Data for analysis section start

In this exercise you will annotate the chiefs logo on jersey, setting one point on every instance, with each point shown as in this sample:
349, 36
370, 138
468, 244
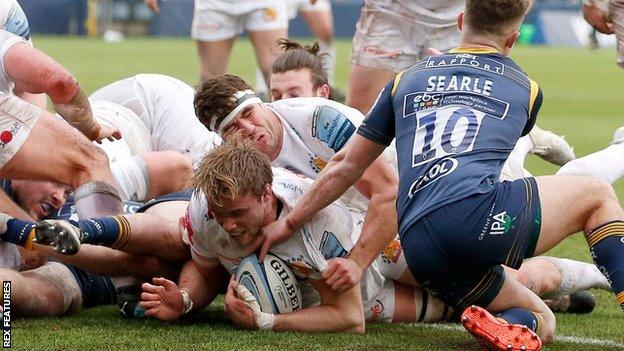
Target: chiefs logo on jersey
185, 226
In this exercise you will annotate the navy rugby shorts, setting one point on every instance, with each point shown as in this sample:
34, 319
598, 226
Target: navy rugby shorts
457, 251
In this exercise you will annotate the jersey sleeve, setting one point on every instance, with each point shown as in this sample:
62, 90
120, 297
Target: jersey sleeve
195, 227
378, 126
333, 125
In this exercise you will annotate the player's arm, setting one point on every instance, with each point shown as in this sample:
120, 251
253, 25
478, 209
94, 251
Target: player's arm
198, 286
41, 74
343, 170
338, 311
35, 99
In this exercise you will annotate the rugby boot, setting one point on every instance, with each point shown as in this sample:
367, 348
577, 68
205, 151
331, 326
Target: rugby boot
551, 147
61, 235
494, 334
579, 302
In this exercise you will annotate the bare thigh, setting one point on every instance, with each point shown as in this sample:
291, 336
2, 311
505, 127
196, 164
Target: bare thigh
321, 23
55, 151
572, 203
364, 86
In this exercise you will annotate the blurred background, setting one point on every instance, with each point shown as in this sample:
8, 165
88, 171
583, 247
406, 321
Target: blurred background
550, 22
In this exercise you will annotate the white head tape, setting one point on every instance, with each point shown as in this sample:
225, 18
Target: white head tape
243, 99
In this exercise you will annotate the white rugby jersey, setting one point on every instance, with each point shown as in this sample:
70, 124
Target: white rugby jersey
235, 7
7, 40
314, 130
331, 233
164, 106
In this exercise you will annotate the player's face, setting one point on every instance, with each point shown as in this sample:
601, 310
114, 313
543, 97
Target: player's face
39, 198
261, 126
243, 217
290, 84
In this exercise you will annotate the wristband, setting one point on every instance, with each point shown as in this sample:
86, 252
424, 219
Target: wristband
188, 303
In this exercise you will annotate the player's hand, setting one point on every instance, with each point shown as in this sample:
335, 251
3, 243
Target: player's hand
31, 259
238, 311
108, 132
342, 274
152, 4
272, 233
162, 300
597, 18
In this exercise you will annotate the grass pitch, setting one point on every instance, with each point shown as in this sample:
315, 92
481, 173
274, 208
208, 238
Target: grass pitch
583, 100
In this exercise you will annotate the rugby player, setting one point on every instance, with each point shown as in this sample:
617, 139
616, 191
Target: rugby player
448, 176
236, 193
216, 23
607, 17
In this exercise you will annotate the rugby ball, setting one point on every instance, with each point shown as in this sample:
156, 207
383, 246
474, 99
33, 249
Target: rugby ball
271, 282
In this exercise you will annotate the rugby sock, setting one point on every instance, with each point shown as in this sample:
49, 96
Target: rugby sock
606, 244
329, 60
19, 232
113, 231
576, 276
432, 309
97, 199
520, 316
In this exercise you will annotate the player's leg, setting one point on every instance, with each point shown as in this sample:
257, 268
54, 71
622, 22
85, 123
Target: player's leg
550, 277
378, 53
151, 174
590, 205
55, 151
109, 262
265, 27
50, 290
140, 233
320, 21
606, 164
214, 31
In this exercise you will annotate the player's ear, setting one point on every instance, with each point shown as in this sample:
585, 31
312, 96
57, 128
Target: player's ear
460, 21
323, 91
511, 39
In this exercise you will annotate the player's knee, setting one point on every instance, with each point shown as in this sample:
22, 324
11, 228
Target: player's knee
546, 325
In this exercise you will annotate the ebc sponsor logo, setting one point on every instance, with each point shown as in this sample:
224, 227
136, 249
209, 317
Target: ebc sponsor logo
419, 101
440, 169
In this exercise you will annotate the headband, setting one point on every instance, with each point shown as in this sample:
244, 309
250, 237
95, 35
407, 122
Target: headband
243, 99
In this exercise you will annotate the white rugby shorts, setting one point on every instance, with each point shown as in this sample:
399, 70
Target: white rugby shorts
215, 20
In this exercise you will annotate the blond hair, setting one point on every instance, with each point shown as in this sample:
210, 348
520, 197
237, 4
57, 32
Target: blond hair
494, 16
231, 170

Data for analysis section end

** Brief **
What's needed is every record restated exactly, pictures excluded.

** Written solution **
In this exercise you will annotate the chiefs logo on jersey, setting one point on every instance, with each point shown as in this sample:
349, 36
370, 138
468, 244
Target: chiefs logo on jersey
185, 226
In this exercise you will annotate the navy rugby shorts, setting one point on every instance, with each point shown as in this sample:
34, 319
598, 226
Target: navy rugby shorts
457, 251
In this exercise you will annotate the jersey sleeve, setting one point on every instance, with each point shown as in this sample:
62, 90
120, 297
Target: jersey sleeve
195, 227
378, 126
333, 125
In this exercise you will annotate the player's arm, setting one point on every instance, with each point shown as in this sample:
120, 251
253, 25
478, 209
94, 251
Target: player's arm
198, 286
41, 74
343, 170
338, 311
35, 99
In this exercise you will annotate the rugby boot, setting one point on every instance, with each point shown as in this sample:
367, 348
577, 68
205, 151
331, 326
Target: rugby boot
551, 147
61, 235
494, 334
579, 302
In this exercise you will annotate the bare thigh, setting one point on every instance, with each point shown as in this sample:
291, 336
2, 311
505, 127
196, 164
Target: bare thigh
321, 23
55, 151
572, 203
364, 86
In this exercise you will annotate the blurred background, setting one point on every instance, with each point shown as in this sample:
8, 165
88, 171
583, 247
406, 321
Target: blurred background
550, 22
In this exercise you will annotate the white head tape, setting one point on every instance, with each point shown as in this sample:
225, 18
Target: white head tape
243, 99
In this exercise you will annotate the white rugby jersey, setting one point on every instance, with each point shown as in this sample:
70, 124
Target: white rugby jersey
235, 7
7, 40
314, 130
331, 233
164, 106
In this exercise you will annotate the player's face, setting one point on every instance, with each point shown as in this sample:
601, 310
114, 313
543, 97
Target: player's face
39, 198
261, 126
243, 217
290, 84
In this exercise you will annotate the wristband, setting one point on every instance, with each point shown as in this sample:
86, 252
424, 219
Target: wristband
188, 303
In this exercise you will annotate the player's hand, setting one point on every instance, with each point shown as in this sample:
335, 251
3, 243
Target: player's hand
31, 259
238, 311
108, 132
342, 274
152, 4
272, 233
162, 300
597, 18
In this exercise you will annotate the grass pitch, setting one point on every instance, with each point shown as in this sample:
315, 92
481, 173
274, 208
208, 238
Target: grass pitch
583, 100
In this exercise you will annotate the rugby player, setting one point on every instance, with each point shown as in this sample:
617, 139
616, 191
Target: rugby player
448, 176
236, 193
216, 23
607, 17
In this exercise you will annotate the rugby ball, setting one point on every instance, with each point shown as in this sample:
156, 207
383, 246
474, 99
33, 249
Target: rugby ball
271, 282
In this exercise you will annotate the rugby sock, setting one point on every instance, with each point shown as in this sample:
49, 96
Target: rugby sock
606, 244
329, 60
19, 232
113, 231
576, 276
432, 309
97, 199
520, 316
In this exercise you will annotate the player's leg, setting one point on every instance, with each point shown as in this sample:
257, 268
54, 71
622, 22
85, 123
Target: player's leg
550, 277
378, 53
151, 174
590, 205
55, 151
109, 262
265, 27
50, 290
140, 233
320, 21
606, 164
214, 31
In this exercise you will annotate the player's ear, setting one point on every instance, with each point shown as in this sample:
585, 31
312, 96
57, 128
Target: player's ear
460, 21
323, 91
511, 39
In this exercise you will annotate the player's knee, setting one point on every instance, with each point shown as in this sample:
22, 324
11, 228
Target: player's knee
546, 325
In this exercise you will annotate the ebc sponsor logo, setting one point on every instance, with each point shown as in this sample:
224, 227
136, 249
209, 317
Target: ebc sponsor logo
419, 101
440, 169
In this exercise you will annotate the headband, setting one point on every instance, with each point shown as in this sample:
244, 309
250, 237
95, 35
407, 122
Target: headband
243, 99
In this exercise you will annotate the white rugby shorts, setting one point on every instance, with each point shown as in this sample:
399, 70
Target: white rugby shorts
215, 20
In this exercise you will annotate the blond hair, setting one point on every instance, with each point shown as in this sample:
210, 348
520, 197
237, 4
57, 32
Target: blond hair
494, 16
231, 170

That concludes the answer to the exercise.